### WHAT TO WORK ON
Your task is to return the line containing "Note: mark the fishing" plus every line after it, exactly and with nothing added.

---- MATERIAL SHOWN

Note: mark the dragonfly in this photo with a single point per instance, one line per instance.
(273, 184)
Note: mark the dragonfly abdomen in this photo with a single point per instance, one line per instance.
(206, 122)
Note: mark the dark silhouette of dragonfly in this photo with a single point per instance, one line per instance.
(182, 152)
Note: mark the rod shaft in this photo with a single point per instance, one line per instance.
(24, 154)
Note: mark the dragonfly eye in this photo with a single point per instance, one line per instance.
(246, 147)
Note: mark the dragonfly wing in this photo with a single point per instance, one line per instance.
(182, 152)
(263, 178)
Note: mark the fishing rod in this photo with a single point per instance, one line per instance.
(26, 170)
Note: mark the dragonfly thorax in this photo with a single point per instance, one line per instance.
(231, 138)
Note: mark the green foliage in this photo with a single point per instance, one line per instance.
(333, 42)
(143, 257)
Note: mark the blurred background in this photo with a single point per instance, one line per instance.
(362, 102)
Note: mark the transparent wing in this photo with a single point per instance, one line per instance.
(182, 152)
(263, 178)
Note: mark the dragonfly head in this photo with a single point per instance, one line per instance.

--------

### RESPONSE TO THIS TASK
Note: mark the fishing rod in this photo with a single point per instance, one line per instance.
(26, 170)
Note: mark the dragonfly thorax in this photo with a single point per instance, one line per instance.
(231, 138)
Note: mark the green foliage in this photo with a single point per instance, one line per instance.
(333, 42)
(143, 257)
Note: mark the blurred background in this photo with a single point per instance, one line per instance.
(362, 102)
Note: mark the transparent wing in this photo with a single point per instance, one line per instance.
(182, 152)
(263, 178)
Note: mark the dragonfly head in this photo with a single point per instance, one line per instance.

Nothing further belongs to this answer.